■ Task objective
An exact transcription is needed, starting with the line that contains "In this exercise you will locate the planter" and ending with the last line of the records.

Data shown START

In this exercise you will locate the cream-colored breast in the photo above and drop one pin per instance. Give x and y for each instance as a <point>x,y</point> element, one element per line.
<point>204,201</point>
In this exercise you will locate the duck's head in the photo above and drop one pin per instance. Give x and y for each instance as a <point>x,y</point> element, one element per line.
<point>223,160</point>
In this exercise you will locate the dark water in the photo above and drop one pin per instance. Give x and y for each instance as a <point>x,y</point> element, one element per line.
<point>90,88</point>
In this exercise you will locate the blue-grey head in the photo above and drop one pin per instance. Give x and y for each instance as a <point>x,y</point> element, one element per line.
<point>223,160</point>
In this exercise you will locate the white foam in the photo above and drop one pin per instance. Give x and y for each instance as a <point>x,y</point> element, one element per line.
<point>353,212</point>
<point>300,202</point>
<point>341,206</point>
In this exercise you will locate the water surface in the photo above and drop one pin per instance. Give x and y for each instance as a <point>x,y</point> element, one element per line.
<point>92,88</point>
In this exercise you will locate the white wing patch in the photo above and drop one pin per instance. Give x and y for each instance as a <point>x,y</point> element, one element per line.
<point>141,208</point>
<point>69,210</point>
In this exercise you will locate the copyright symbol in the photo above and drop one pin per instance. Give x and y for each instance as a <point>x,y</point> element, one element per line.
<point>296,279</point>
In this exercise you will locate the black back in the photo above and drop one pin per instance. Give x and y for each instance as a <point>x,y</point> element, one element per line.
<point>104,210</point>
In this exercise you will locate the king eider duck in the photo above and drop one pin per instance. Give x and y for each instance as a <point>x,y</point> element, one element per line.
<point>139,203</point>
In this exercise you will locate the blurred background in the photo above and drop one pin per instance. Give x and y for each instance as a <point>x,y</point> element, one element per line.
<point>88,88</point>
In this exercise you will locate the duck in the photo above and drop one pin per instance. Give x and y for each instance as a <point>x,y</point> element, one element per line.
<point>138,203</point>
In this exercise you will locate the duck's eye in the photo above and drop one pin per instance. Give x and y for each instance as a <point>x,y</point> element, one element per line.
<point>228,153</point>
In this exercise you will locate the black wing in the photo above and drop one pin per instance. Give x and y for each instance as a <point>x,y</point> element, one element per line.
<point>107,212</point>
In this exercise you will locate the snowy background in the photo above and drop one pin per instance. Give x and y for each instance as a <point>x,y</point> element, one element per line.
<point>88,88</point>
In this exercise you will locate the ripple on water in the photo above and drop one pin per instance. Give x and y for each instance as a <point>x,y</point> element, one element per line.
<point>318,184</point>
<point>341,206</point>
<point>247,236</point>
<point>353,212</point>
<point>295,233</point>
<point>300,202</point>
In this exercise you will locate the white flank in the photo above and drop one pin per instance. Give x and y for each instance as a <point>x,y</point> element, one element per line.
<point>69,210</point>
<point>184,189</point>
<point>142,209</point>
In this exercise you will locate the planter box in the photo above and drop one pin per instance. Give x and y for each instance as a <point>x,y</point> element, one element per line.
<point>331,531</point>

Data shown END

■ Response area
In this exercise you will locate the planter box in the photo above and drop one pin per instance. Give x and y for each instance as a <point>x,y</point> element, one element per line.
<point>331,531</point>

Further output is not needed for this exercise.